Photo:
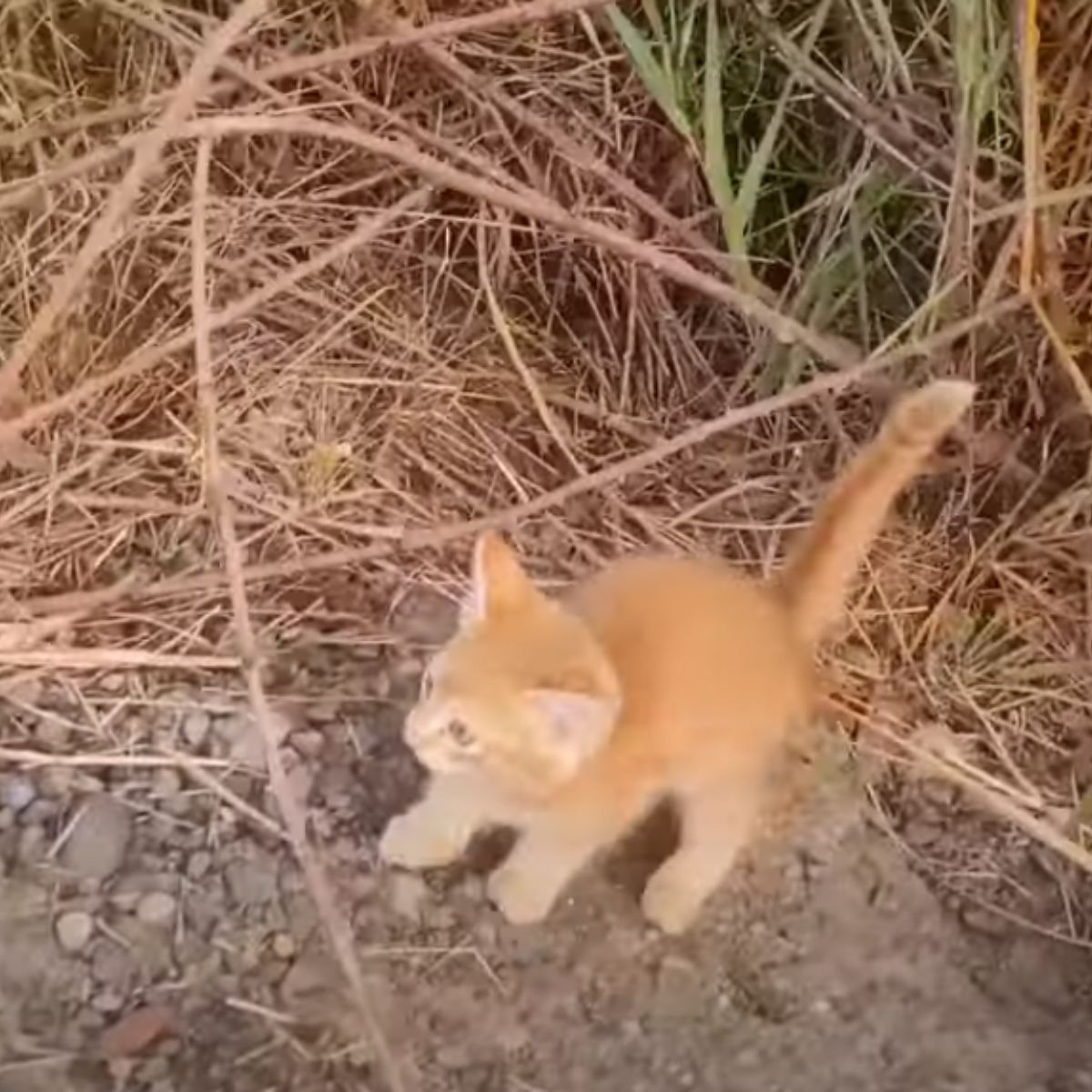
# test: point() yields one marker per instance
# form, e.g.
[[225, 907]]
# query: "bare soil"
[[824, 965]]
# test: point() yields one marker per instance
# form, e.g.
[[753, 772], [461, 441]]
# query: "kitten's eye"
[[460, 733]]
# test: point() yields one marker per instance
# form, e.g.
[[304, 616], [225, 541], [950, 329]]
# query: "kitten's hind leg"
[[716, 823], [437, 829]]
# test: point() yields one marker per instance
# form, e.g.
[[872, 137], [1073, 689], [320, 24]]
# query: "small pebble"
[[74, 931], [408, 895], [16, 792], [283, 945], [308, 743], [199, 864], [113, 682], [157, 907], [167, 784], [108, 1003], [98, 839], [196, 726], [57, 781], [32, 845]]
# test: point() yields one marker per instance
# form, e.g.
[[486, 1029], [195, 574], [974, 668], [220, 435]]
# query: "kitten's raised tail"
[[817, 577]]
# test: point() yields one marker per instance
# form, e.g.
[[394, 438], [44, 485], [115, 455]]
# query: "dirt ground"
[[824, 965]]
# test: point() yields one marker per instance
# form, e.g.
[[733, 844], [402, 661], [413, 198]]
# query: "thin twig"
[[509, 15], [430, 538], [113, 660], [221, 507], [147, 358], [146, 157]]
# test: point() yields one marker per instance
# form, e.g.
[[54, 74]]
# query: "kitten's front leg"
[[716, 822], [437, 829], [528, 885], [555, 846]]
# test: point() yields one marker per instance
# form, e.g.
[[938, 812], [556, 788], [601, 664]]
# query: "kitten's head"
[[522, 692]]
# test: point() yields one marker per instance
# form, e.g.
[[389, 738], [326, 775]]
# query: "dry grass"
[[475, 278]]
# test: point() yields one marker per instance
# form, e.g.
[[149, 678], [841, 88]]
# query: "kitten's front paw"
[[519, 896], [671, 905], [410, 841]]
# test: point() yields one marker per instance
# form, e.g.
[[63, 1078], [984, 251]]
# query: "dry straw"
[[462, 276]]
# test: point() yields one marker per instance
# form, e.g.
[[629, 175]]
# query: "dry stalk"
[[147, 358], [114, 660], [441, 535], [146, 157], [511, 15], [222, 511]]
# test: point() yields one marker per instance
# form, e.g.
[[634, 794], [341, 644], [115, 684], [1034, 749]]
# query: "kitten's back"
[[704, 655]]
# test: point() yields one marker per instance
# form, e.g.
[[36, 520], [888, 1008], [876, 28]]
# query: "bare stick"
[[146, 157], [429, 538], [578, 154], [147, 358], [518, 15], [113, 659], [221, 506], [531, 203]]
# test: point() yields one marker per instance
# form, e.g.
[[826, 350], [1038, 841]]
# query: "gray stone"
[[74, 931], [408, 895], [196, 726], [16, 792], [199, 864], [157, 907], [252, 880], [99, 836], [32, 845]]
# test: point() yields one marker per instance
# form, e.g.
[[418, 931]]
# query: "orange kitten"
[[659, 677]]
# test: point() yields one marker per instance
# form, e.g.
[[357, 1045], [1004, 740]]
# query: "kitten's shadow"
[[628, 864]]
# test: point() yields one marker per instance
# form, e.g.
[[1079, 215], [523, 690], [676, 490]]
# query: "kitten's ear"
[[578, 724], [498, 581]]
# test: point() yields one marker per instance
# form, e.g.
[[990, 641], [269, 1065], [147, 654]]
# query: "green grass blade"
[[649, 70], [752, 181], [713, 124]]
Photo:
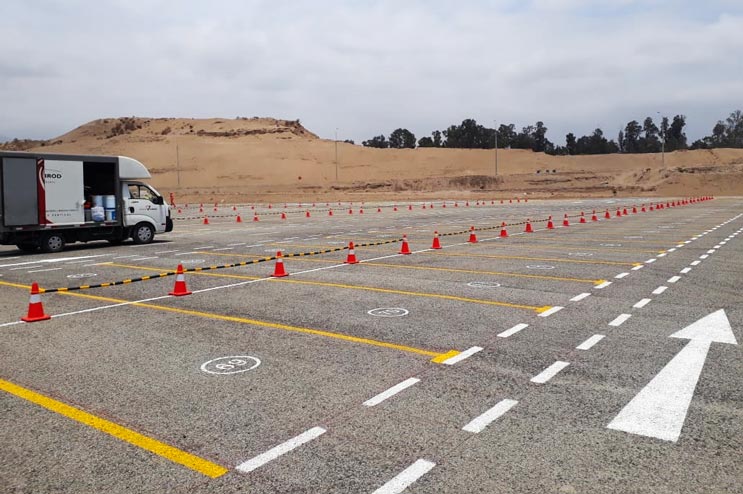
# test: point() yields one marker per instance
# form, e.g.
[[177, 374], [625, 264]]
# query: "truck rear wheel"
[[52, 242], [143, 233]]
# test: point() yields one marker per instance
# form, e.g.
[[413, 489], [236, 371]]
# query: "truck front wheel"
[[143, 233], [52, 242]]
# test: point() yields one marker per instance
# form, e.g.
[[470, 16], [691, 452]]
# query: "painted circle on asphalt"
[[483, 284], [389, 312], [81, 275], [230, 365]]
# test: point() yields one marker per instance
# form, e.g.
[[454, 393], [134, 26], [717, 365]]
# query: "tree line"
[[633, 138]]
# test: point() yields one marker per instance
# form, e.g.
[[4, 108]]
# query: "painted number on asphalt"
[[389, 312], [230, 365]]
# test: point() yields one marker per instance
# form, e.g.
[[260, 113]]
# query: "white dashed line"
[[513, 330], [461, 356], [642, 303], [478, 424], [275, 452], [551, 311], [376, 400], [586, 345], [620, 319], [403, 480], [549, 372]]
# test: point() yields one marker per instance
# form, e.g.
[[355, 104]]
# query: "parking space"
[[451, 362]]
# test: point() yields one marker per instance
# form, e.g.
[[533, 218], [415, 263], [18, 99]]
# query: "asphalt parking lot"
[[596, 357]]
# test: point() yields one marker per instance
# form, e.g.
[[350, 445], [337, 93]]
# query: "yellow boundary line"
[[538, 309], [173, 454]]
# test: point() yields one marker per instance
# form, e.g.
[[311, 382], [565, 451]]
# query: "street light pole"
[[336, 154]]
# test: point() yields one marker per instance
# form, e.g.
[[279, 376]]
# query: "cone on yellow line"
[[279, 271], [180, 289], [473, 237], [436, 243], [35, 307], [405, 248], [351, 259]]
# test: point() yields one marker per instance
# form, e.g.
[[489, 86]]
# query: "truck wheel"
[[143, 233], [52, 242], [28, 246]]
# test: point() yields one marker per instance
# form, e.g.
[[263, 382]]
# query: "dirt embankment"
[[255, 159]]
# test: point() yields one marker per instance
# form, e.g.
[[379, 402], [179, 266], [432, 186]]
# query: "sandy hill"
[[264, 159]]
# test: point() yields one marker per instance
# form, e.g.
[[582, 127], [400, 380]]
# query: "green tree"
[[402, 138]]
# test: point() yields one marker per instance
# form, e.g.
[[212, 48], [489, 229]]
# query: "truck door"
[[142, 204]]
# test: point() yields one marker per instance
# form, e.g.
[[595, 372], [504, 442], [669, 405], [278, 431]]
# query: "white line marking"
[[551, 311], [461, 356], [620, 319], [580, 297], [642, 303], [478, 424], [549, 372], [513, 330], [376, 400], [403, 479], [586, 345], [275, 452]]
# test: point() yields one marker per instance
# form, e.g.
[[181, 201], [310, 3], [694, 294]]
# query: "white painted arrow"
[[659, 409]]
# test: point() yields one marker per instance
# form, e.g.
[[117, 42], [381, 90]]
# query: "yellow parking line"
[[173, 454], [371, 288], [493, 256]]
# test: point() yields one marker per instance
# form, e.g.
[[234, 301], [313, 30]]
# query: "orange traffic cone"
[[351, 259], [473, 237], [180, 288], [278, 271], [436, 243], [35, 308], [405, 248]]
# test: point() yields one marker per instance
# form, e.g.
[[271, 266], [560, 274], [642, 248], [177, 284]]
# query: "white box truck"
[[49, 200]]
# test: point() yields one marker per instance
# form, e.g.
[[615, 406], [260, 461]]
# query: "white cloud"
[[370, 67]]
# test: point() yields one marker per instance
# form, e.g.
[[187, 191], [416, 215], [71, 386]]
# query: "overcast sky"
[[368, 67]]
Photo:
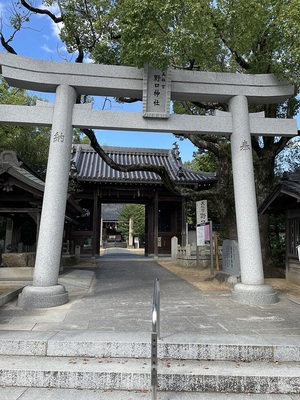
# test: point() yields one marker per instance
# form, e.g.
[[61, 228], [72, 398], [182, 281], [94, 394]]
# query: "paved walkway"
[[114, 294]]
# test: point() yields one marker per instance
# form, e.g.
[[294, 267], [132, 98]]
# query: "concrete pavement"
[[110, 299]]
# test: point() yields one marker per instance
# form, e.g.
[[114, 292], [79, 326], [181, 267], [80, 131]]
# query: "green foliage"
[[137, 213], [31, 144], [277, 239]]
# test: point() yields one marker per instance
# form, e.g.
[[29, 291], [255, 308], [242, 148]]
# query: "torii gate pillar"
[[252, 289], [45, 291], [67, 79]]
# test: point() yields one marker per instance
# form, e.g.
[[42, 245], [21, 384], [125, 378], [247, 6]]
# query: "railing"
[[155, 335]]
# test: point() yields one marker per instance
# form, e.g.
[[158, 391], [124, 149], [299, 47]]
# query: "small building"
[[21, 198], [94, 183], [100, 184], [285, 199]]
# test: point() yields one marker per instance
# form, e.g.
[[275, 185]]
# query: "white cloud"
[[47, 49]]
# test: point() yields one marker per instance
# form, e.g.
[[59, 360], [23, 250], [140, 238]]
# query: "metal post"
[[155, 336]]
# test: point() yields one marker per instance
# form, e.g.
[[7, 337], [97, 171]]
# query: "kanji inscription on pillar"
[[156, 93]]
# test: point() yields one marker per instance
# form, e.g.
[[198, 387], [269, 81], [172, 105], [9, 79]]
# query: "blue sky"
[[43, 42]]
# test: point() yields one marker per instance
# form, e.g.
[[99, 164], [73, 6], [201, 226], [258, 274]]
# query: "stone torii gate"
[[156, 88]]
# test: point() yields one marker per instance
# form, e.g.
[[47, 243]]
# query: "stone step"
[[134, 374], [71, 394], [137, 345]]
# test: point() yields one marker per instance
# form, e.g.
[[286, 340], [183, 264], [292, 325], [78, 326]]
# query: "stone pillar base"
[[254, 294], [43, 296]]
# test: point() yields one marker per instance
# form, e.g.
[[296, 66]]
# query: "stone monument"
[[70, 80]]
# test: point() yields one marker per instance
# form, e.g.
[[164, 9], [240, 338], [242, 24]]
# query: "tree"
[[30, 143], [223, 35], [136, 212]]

#####

__Task statement__
Copy the rows above word for word, beginning at their first line and stopping after the line that contains "[[460, 733]]". Leave the pictures out of your copy.

__Solution to the exercise__
Photo:
# test: point() yields one marker per instance
# form, e.g.
[[225, 907]]
# query: "bare soil"
[[824, 965]]
# test: point() yields one marker per instance
# form, e.g.
[[753, 772], [461, 441]]
# query: "kitten's eye"
[[460, 733]]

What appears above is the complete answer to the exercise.